Data for this task Start Marker

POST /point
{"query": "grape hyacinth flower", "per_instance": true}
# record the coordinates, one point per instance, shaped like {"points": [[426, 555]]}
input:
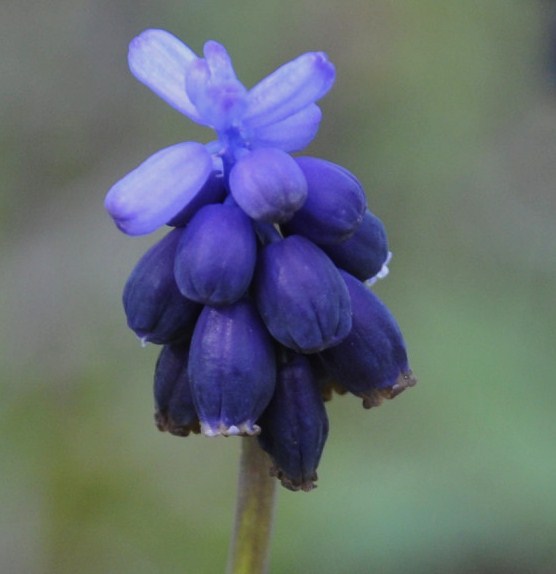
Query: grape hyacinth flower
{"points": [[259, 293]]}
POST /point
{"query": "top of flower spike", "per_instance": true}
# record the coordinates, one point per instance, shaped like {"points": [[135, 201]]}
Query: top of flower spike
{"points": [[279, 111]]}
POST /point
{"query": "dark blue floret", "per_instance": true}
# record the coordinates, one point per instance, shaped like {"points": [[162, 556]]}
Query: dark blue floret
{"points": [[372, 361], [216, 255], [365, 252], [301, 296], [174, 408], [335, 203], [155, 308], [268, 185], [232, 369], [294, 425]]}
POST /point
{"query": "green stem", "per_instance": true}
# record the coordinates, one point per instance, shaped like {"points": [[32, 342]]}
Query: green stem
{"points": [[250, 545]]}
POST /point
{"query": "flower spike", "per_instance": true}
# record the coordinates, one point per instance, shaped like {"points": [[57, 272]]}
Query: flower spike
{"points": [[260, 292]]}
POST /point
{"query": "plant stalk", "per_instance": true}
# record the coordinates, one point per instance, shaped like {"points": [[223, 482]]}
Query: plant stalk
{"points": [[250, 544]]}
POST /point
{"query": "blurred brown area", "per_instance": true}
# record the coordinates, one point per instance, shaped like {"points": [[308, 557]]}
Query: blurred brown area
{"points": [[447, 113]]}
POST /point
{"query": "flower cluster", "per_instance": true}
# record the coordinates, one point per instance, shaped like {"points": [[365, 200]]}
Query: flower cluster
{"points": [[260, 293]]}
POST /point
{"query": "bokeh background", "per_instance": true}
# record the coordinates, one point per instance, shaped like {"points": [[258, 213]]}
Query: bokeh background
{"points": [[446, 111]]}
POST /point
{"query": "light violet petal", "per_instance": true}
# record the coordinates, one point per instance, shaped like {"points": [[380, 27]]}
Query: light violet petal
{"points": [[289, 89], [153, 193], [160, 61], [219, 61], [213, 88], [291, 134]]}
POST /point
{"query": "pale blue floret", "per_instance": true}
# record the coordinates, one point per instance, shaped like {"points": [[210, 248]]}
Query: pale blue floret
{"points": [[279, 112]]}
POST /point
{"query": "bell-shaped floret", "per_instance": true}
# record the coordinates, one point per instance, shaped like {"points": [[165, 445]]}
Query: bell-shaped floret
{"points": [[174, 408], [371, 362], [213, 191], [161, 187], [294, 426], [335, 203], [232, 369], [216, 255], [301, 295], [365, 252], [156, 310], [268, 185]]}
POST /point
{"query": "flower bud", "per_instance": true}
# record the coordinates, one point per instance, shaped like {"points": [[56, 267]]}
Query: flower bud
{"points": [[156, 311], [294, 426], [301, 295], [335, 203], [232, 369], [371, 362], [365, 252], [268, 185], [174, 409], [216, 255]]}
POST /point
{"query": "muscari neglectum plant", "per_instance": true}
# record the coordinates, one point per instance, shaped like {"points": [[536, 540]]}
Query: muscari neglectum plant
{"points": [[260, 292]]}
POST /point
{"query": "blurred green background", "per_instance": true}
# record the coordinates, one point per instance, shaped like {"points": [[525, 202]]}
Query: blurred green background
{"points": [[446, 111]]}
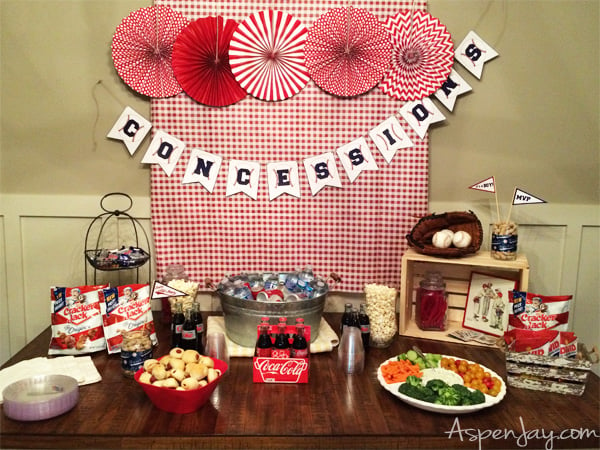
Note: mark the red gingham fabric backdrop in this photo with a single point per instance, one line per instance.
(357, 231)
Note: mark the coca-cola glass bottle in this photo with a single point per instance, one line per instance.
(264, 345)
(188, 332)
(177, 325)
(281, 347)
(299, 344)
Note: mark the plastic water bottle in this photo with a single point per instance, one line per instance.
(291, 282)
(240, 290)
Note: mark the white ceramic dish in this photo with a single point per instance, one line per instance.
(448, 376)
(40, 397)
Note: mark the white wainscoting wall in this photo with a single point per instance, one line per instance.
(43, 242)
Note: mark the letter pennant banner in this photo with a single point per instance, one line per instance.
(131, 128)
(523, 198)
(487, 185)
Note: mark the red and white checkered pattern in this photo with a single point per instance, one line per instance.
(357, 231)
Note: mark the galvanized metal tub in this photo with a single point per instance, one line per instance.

Data for this task End Marker

(Problem) Every record above should come back exactly, but without its pictures.

(Task output)
POST /point
{"query": "grape hyacinth flower", "per_instance": true}
# record the coordinates, one point per instance, shaped like {"points": [[426, 555]]}
input:
Query: grape hyacinth flower
{"points": [[259, 293]]}
POST /point
{"query": "top of flower spike", "per_instance": true}
# record the coordinates, one point per instance, shaped like {"points": [[135, 201]]}
Query: top of flower spike
{"points": [[279, 111]]}
POST /point
{"query": "dark blue floret", "per_instance": true}
# record the coordinates, one point per instance, shaped like {"points": [[162, 556]]}
Query: dark blue floret
{"points": [[372, 361], [216, 255], [365, 252], [301, 296], [174, 408], [335, 203], [155, 308], [268, 185], [232, 369], [294, 425]]}
POST /point
{"query": "green stem", "per_instance": true}
# record the coordinates, one point per instance, shaped like {"points": [[32, 342]]}
Query: green stem
{"points": [[250, 545]]}
POST /point
{"query": "flower spike", "per_instance": true}
# record the coordinates, one point per instance, shaped like {"points": [[57, 272]]}
Query: flower spike
{"points": [[260, 292]]}
POST /point
{"query": "plant stalk", "per_instance": true}
# record the coordinates, one point per instance, shaped like {"points": [[223, 482]]}
Query: plant stalk
{"points": [[250, 544]]}
POST /point
{"query": "blurred brown area", "per_instance": true}
# record the coordinates, one point per instance, shaped like {"points": [[308, 557]]}
Query: blurred brown area
{"points": [[447, 113]]}
POST /point
{"query": "flower cluster", "per_instance": true}
# record the coordinates, one point per instance, shaped like {"points": [[365, 200]]}
Query: flower cluster
{"points": [[260, 293]]}
POST /point
{"query": "bokeh background", "per_instance": true}
# record the coordinates, one point per instance, shaped like {"points": [[258, 213]]}
Query: bokeh background
{"points": [[446, 111]]}
POST /point
{"query": "light violet petal", "per_instance": true}
# record the coordinates, one point per instance, shaped like {"points": [[380, 27]]}
Query: light violet petal
{"points": [[289, 89], [153, 193], [160, 61], [219, 61], [213, 88], [291, 134]]}
POST /point
{"query": "pale blue floret", "per_instance": true}
# record the coordinates, one point per instance, shaped like {"points": [[210, 248]]}
Query: pale blue floret
{"points": [[279, 112]]}
POST /point
{"query": "bell-shaped floret", "per_instance": true}
# record the coordinates, one point per instance, shaped like {"points": [[165, 445]]}
Query: bell-shaped floret
{"points": [[174, 408], [371, 362], [213, 191], [161, 187], [294, 426], [335, 203], [232, 369], [216, 255], [301, 295], [365, 252], [156, 310], [268, 185]]}
POST /point
{"query": "flower bud", "per_instance": true}
# record the coordinates, one point per instance, shaped like {"points": [[56, 267]]}
Query: flower bud
{"points": [[156, 311], [294, 426], [301, 295], [335, 203], [232, 369], [371, 362], [365, 252], [268, 185], [174, 409], [216, 255]]}
POST /point
{"query": "muscari neglectum plant", "per_instance": true}
# record the coordinates, one point per instance, shaped like {"points": [[536, 540]]}
Query: muscari neglectum plant
{"points": [[260, 292]]}
POST /point
{"query": "blurred green background", "per_instance": true}
# record the coordinates, one point per instance, shaped like {"points": [[525, 202]]}
Query: blurred green background
{"points": [[446, 111]]}
Note: mark the red gingham fabric backdrop in this photo with a single point per instance, one line per instance.
(357, 231)
Note: mark the coca-cola glass bottle in this photo with a single point per instance, one line per instance.
(264, 345)
(188, 332)
(177, 325)
(281, 347)
(299, 344)
Note: mark the plastic water bottle in this photo with a single point per instance, one line per instance.
(291, 282)
(240, 290)
Note: mark the white ceramic dish in this photo with a single point per instance, one line per instance.
(448, 376)
(40, 397)
Note: mark the white wainscoting wall in this photo with a single point per instance, one line per instance.
(43, 242)
Note: mark the letter pennant banner in this photo with a single point per instance, one line per instance.
(131, 128)
(523, 198)
(487, 185)
Note: mark the red and white checkered pattern in this photo with a single point per instance, one line per instance.
(357, 231)
Note: mark the galvanized metal tub in this photo with a single point per instance, one line per instance.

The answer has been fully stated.